# Texto para leitura
---------------

Da Perfeição à Loucura 2

DA PERFEIÇAO AO DESINTERESSE À LOUCURA

Da Perfeição ao Desinteresse à Loucura

Ele já havia conquistado aquele território, o colonizava, não poderia permitir que ninguém mais se aproximasse, para isso precisava torná-lo desinteressante para qualquer novo conquistador que desejasse aquela terra…

Por Giselle Mathias

Não a via como humana, apenas como sua propriedade e como tal não poderia despertar o desejo de outrem, tinha que se esconder, se recolher, se anular, tornar-se indesejável.

Nunca entendi esse tipo de pensamento, sempre me foi estranho culpar uma pessoa pelo desejo de outrem, mas parece que essa é a lógica masculina, não só na sociedade ocidental.

A mulher precisa se esconder, ter um comportamento recatado e negar suas vontades, porque pode despertar o desejo do homem, o qual não é responsável por suas reações e impulsos, pois foi instigado e seduzido por uma fêmea, que vestia uma roupa curta, que sorria em uma conversa, que olhava e ouvia com atenção, que mexia no cabelo ou dançava alegremente ao som de sua música preferida.

---------------

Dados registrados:
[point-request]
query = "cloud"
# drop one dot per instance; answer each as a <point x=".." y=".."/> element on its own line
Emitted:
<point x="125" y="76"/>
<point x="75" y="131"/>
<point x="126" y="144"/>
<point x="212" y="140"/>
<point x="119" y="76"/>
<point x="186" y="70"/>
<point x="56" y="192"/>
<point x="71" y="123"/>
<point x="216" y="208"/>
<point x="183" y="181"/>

---------------

# Partes do exercício
A – Resuma em duas frases o texto sobre a mulher tratada como propriedade.
B – Prossiga o texto sobre a mulher tratada como propriedade, a partir do ponto em que ele termina.

# Respostas das tarefas
A – O texto descreve um homem que não via a mulher como humana, mas como sua propriedade, e por isso exigia que ela se escondesse, se anulasse e se tornasse indesejável a outros. Critica-se também a lógica masculina de culpar uma pessoa pelo desejo alheio, segundo a qual a mulher deve ter comportamento recatado e negar suas vontades, porque o homem não seria responsável por seus impulsos.

B –
Entendo que os sentimentos, desejos e sonhos pertencem a cada humano, mas quando percebemos que o outro desenvolve um sentimento que não é correspondido seja parcialmente ou na integralidade cabe a nós sermos honestos e agirmos com ética para que nada seja interpretado ou ampliado em ilusões.

Não me sinto responsável pelo desejo do outro, mas me sinto obrigada a não permitir que se iludam ou fantasiem algo que não acontecerá. Simplesmente sou, não para seduzir ou conquistar, sou humana, verdadeiramente e simplesmente humana.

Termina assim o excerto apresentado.